Source passage Block Start
It is a ranking statistic. It asks only "are the cells with aftershocks ranked above the cells without?" It says nothing about whether the published numbers are right.

Why that is fatal for a forecast. A probabilistic forecast publishes rates and probabilities — "5% chance of an event in this cell tomorrow." AUC has two properties that make it blind to exactly what matters:

Invariance to any monotone rescaling of the scores. If you take a perfectly ranked forecast and multiply every probability by ten (or pass it through any increasing function), the AUC is unchanged — yet the forecast is now grossly miscalibrated. AUC therefore cannot detect miscalibration of the rates a forecast publishes. A model can have AUC 0.85 and still claim "50%" for cells that fire 5% of the time.
Degeneration into a region classifier on rare, gridded tasks. When positives are rare and spatially clustered (aftershocks near a fault), a high AUC is largely achieved by learning which broad region is seismically active — it measures between-region rate differences, not skill at the forecasting margin that decides a daily probability. You can score well by knowing "near the fault > far from the fault" while being useless at the actual decision.

The right metrics instead. Forecasting demands proper scoring rules (logarithmic score, Brier score, CRPS) and the CSEP consistency and comparison tests (N/M/S/CL tests, Information-Gain-Per- Earthquake against real baselines), all computed on the generative forecast that retains the point-process survival term. A proper scoring rule is one that is optimized in expectation only by reporting the true probabilities — which is precisely the property AUC lacks. See Evaluation for the full battery.

Product rule (verbatim). AUC and accuracy are banned as primary forecasting metrics in this product. Skill is established only by winning CSEP comparison tests against a real ETAS baseline, with a calibrated reliability diagram as a release blocker.

6. Effective sample size: 131,000 rows ≠ 131,000 samples

The over-parameterization critique only bites because the effective sample size was far smaller than the row count. This is a general, recurring trap, so it deserves its own statement.
Source passage Block End
Work order:
Set down the entire passage on AUC and forecast metrics word for word, from its first line to its last. The data that comes next is separate material, unrelated to the passage on AUC and forecast metrics.
Records provided Block Start
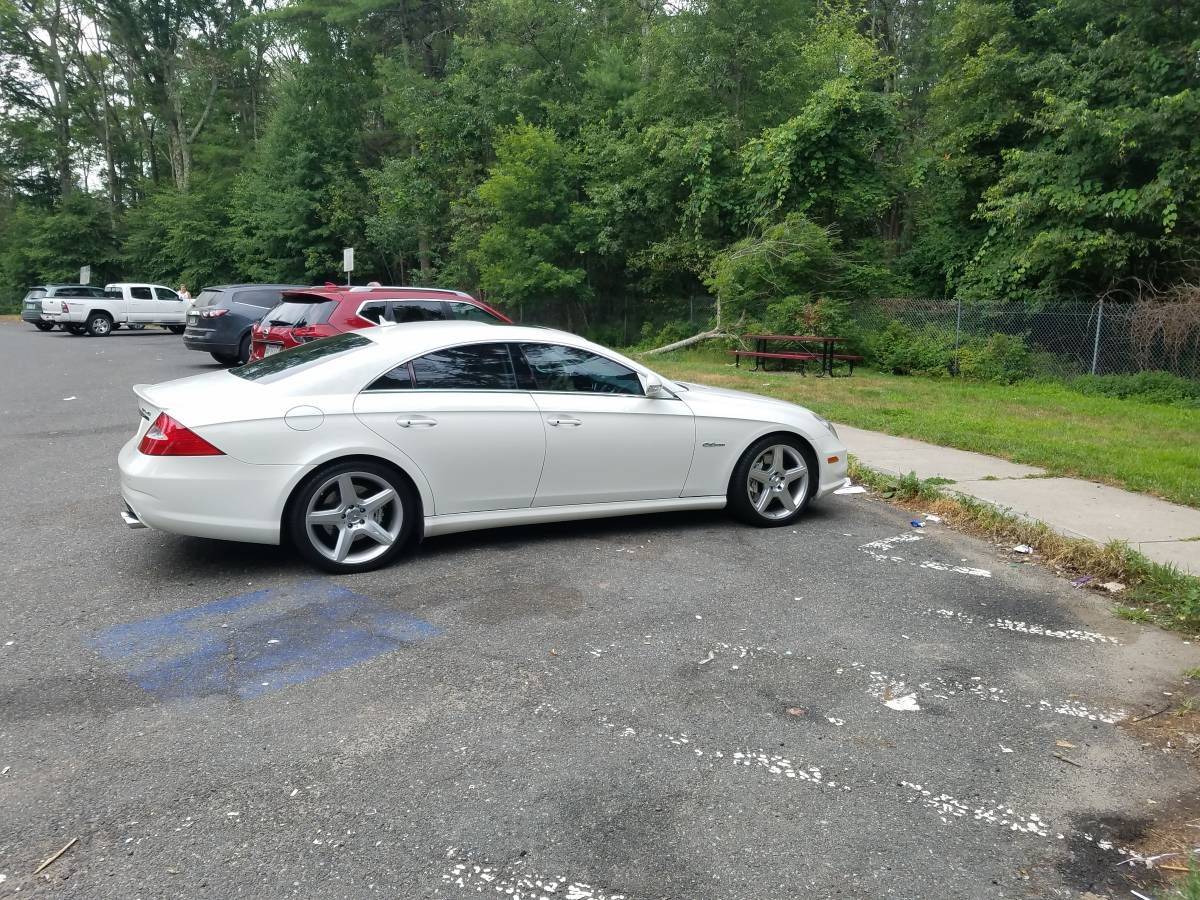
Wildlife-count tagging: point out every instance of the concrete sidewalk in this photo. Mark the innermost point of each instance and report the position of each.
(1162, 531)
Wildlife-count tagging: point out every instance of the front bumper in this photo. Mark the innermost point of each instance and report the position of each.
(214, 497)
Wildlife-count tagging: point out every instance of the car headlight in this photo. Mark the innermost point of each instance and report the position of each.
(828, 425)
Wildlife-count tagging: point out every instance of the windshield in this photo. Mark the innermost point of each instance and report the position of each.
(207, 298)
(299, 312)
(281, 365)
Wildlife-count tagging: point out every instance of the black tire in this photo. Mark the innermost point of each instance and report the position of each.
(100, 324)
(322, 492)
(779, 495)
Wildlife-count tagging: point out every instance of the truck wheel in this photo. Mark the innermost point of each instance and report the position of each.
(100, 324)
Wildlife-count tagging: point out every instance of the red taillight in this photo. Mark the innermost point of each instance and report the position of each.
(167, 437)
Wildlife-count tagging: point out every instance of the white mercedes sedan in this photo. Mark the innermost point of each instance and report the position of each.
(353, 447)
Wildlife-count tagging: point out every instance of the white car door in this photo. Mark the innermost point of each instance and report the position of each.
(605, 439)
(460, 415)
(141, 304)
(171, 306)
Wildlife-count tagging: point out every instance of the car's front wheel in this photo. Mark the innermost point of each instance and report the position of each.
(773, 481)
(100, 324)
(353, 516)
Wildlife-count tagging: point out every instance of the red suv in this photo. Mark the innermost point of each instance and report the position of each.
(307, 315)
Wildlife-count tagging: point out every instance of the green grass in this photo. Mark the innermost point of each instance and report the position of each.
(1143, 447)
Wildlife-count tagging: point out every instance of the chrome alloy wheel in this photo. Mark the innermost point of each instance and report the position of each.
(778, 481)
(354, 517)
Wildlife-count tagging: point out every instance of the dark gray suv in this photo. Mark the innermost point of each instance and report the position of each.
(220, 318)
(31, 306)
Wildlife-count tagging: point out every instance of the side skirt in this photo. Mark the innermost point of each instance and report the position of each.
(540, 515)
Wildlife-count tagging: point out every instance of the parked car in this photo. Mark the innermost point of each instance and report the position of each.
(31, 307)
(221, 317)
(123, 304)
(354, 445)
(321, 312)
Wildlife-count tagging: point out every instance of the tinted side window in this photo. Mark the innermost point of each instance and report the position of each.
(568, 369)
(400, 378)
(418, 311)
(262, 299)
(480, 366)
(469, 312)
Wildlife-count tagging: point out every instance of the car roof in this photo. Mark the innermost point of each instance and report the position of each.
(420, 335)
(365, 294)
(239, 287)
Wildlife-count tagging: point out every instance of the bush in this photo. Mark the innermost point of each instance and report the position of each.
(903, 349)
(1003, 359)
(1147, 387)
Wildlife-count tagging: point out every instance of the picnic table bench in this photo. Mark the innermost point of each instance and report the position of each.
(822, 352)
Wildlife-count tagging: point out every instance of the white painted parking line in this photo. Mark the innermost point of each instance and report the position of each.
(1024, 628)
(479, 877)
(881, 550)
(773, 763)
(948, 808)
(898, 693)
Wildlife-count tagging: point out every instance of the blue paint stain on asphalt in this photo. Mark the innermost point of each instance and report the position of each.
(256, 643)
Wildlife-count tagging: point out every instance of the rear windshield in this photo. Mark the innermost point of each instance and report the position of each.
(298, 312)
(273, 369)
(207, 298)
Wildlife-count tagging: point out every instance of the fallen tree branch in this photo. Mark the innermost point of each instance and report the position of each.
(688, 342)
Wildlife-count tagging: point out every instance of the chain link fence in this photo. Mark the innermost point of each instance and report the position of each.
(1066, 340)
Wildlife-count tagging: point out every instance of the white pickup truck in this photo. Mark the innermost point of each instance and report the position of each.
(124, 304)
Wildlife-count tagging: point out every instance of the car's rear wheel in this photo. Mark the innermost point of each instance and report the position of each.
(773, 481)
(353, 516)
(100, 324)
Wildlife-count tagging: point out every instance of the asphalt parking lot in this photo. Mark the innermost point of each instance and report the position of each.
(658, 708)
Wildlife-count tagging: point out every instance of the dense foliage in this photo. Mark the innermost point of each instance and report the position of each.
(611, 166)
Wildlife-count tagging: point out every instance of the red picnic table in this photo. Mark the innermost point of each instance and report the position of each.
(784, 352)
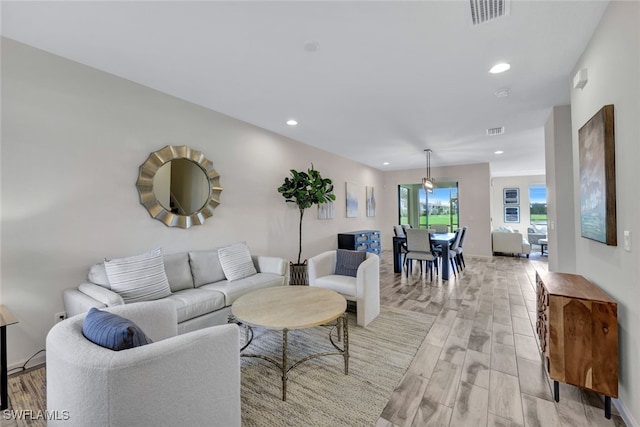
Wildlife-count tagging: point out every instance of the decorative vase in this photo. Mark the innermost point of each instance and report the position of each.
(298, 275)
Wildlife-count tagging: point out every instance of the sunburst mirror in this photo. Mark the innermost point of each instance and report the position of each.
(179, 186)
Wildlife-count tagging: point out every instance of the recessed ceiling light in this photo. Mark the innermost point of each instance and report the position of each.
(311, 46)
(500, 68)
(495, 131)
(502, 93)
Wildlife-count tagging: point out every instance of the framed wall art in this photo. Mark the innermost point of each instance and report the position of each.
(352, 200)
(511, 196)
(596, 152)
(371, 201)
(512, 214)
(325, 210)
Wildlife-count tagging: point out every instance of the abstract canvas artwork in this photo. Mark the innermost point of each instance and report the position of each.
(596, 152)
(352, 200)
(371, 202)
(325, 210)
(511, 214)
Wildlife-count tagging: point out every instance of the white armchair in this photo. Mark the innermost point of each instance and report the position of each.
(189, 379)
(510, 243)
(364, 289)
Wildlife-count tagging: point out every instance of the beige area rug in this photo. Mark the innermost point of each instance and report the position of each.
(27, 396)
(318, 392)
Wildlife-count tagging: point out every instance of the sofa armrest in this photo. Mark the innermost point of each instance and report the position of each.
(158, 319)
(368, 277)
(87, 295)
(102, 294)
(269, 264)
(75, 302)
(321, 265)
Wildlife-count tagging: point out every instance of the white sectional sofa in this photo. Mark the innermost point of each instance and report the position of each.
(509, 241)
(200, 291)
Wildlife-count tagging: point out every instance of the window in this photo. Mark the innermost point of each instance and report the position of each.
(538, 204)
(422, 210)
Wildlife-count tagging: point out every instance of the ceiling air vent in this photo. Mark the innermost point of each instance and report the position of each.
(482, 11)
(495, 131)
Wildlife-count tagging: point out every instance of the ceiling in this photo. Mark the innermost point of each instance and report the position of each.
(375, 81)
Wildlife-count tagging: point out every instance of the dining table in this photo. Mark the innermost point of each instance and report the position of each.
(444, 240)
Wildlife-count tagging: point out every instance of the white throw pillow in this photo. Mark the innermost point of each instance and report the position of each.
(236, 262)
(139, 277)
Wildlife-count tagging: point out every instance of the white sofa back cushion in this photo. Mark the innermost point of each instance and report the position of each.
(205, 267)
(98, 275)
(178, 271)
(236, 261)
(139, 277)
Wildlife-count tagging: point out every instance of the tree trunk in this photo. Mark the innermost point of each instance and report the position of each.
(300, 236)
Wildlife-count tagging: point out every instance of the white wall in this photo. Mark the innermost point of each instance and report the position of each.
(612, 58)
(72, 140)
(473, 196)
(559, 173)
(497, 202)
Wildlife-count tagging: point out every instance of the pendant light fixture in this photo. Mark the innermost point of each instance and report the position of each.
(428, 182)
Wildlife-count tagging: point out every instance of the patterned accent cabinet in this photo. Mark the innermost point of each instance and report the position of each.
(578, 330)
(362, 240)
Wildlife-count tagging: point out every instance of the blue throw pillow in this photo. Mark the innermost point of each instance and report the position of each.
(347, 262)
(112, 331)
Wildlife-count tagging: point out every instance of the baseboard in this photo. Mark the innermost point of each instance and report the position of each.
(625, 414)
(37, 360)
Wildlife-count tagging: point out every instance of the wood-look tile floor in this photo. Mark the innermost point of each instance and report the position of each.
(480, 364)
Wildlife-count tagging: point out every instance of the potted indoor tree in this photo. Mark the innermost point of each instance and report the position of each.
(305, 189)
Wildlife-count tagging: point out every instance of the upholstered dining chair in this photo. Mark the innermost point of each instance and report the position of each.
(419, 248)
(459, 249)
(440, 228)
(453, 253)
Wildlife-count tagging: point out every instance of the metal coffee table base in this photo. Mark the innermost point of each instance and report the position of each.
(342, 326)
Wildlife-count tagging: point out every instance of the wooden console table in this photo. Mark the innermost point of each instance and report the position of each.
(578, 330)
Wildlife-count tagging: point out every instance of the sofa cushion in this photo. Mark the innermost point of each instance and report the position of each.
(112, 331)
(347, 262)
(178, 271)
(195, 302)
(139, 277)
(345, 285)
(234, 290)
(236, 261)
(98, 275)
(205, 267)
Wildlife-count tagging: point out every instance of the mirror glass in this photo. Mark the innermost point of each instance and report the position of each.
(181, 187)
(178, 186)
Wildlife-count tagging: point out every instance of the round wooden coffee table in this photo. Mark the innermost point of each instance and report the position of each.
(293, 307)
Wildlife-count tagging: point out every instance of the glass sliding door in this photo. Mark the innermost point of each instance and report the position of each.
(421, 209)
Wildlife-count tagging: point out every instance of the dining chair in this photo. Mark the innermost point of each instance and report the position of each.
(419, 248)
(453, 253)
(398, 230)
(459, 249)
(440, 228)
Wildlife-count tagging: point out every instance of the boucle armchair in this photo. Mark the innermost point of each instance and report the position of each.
Records provided Block End
Written answer:
It is a ranking statistic. It asks only "are the cells with aftershocks ranked above the cells without?" It says nothing about whether the published numbers are right.

Why that is fatal for a forecast. A probabilistic forecast publishes rates and probabilities — "5% chance of an event in this cell tomorrow." AUC has two properties that make it blind to exactly what matters:

Invariance to any monotone rescaling of the scores. If you take a perfectly ranked forecast and multiply every probability by ten (or pass it through any increasing function), the AUC is unchanged — yet the forecast is now grossly miscalibrated. AUC therefore cannot detect miscalibration of the rates a forecast publishes. A model can have AUC 0.85 and still claim "50%" for cells that fire 5% of the time.
Degeneration into a region classifier on rare, gridded tasks. When positives are rare and spatially clustered (aftershocks near a fault), a high AUC is largely achieved by learning which broad region is seismically active — it measures between-region rate differences, not skill at the forecasting margin that decides a daily probability. You can score well by knowing "near the fault > far from the fault" while being useless at the actual decision.

The right metrics instead. Forecasting demands proper scoring rules (logarithmic score, Brier score, CRPS) and the CSEP consistency and comparison tests (N/M/S/CL tests, Information-Gain-Per- Earthquake against real baselines), all computed on the generative forecast that retains the point-process survival term. A proper scoring rule is one that is optimized in expectation only by reporting the true probabilities — which is precisely the property AUC lacks. See Evaluation for the full battery.

Product rule (verbatim). AUC and accuracy are banned as primary forecasting metrics in this product. Skill is established only by winning CSEP comparison tests against a real ETAS baseline, with a calibrated reliability diagram as a release blocker.

6. Effective sample size: 131,000 rows ≠ 131,000 samples

The over-parameterization critique only bites because the effective sample size was far smaller than the row count. This is a general, recurring trap, so it deserves its own statement.